Description of the Related Art
[0002] In general, for supervised training, machine learning (ML) models need to be provided with ground truth annotations. Large-labeled datasets are required for supervised machine learning models, especially in image analysis. For classification, this would be class labels, for segmentation, it would be masks (typically freehand shape annotations). Due to the manual process of collecting annotations, there could be various errors in the labels and masks due to inter-observer variability and erroneous predictions. This results in poor-quality data and poor training of machine learning (ML) models. To overcome this, various techniques have been proposed to identify noisy and error-prone labels for classification.

> **To be done**
**1.** Please give everything from "Description of the" down to "labels for classification." in the passage on training annotations, switching "masks" to "outlines".
**2.** Resume the passage on training annotations after its last sentence and carry it further.
The lines after this come from a separate source.

> **Items**
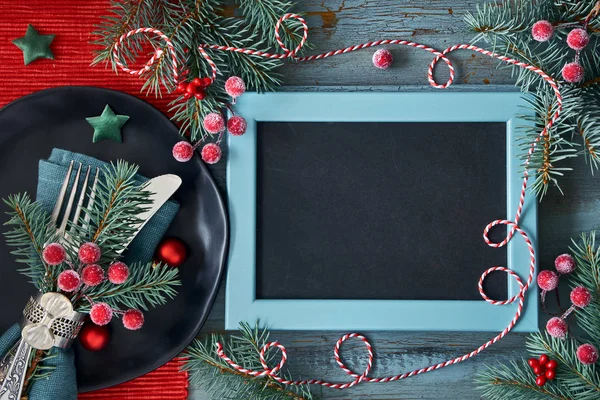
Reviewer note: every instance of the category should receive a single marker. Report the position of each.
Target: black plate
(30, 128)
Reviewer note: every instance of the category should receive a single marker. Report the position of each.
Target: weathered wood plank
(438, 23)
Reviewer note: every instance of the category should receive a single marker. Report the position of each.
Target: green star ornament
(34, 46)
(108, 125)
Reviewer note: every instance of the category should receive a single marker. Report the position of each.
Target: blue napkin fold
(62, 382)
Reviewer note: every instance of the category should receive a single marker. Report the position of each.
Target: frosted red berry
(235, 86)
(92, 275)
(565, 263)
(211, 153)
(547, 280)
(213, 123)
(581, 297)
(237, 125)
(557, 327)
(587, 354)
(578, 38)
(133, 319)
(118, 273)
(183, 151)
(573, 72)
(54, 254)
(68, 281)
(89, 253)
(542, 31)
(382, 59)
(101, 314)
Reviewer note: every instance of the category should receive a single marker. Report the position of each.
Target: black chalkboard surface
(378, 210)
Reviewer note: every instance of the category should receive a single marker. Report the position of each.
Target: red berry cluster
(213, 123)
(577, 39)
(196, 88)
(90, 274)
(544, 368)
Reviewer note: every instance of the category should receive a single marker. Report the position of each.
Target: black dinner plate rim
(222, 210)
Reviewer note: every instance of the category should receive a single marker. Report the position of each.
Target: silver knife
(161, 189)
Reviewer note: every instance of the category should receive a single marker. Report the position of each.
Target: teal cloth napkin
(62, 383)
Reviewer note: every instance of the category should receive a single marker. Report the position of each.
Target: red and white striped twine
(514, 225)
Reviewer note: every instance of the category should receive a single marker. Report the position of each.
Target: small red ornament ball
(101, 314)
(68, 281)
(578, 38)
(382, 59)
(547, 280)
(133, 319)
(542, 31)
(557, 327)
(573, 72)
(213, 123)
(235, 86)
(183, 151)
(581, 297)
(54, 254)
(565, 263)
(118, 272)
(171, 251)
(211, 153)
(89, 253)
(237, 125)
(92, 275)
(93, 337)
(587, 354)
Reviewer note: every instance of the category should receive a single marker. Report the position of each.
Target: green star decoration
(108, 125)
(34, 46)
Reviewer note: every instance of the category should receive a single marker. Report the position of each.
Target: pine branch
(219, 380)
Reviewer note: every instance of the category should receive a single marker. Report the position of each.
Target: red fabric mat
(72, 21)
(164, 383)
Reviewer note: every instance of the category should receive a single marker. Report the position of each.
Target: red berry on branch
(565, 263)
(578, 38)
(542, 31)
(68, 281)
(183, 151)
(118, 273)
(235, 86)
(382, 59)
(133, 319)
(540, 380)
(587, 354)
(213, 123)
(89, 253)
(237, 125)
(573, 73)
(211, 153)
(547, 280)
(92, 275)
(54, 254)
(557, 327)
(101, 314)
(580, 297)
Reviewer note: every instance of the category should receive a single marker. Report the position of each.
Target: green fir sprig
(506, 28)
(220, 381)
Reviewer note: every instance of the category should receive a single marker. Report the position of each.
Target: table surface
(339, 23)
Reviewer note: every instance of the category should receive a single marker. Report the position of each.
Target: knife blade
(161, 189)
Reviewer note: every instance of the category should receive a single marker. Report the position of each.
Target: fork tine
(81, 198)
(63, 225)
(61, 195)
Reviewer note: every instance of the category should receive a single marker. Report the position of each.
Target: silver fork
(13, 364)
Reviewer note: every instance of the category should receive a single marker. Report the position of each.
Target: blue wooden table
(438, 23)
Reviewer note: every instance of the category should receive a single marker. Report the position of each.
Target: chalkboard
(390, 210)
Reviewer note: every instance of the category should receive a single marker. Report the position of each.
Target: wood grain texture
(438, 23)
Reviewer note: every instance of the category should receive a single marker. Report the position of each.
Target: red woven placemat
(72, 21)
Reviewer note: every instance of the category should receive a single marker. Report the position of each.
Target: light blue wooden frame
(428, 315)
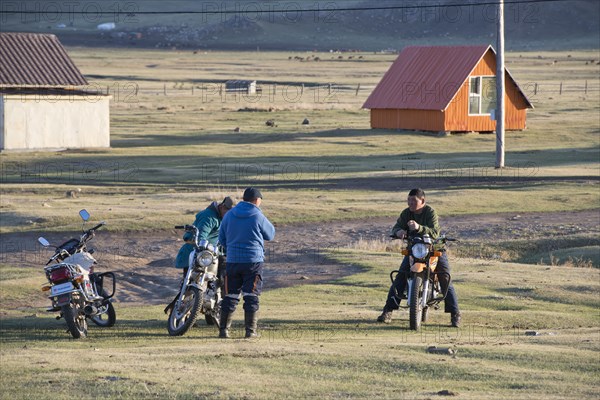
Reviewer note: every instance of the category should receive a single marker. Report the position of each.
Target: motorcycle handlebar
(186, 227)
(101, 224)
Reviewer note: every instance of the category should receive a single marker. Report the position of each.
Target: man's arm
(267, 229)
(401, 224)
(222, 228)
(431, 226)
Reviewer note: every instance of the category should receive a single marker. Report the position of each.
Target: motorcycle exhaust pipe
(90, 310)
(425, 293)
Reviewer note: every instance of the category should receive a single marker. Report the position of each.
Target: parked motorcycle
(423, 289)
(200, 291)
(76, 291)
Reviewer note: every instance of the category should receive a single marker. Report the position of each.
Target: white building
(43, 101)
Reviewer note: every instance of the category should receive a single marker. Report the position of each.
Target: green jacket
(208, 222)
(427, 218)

> **Responses**
**1.**
Description of the Related Art
[0002] In general, for supervised training, machine learning (ML) models need to be provided with ground truth annotations. Large-labeled datasets are required for supervised machine learning models, especially in image analysis. For classification, this would be class labels, for segmentation, it would be outlines (typically freehand shape annotations). Due to the manual process of collecting annotations, there could be various errors in the labels and outlines due to inter-observer variability and erroneous predictions. This results in poor-quality data and poor training of machine learning (ML) models. To overcome this, various techniques have been proposed to identify noisy and error-prone labels for classification.

**2.**
[0003] In computer vision, image segmentation is employed to differentiate between objects with the highest degree of accuracy. Generally, image segmentation is accomplished by using a 'connected pixel' algorithm to find an 'object matrix', in which the value of each pixel specifies which object that the pixel belongs to. Image segmentation creates a pixel-wise mask for each object in the image. Machine learning-based segmentation methods require annotated examples in the form of a segmentation mask. Existing segmentation methods yield non-trivial amounts of segmentation errors that may propagate to further analysis, yielding unreliable systemic noise that is difficult to quantify. Existing approaches employ Leave one out (LOO) cross-validation, influence functions (infinitesimal jackknife, etc.), and prototype methods. LOO cross-validation is prohibitively time-consuming, especially for deep learning and prototype methods are computationally intensive.
[0004] Therefore, there arises a need to address the aforementioned technical drawbacks in existing technologies for a system and method for detecting mask annotation errors for image segmentation.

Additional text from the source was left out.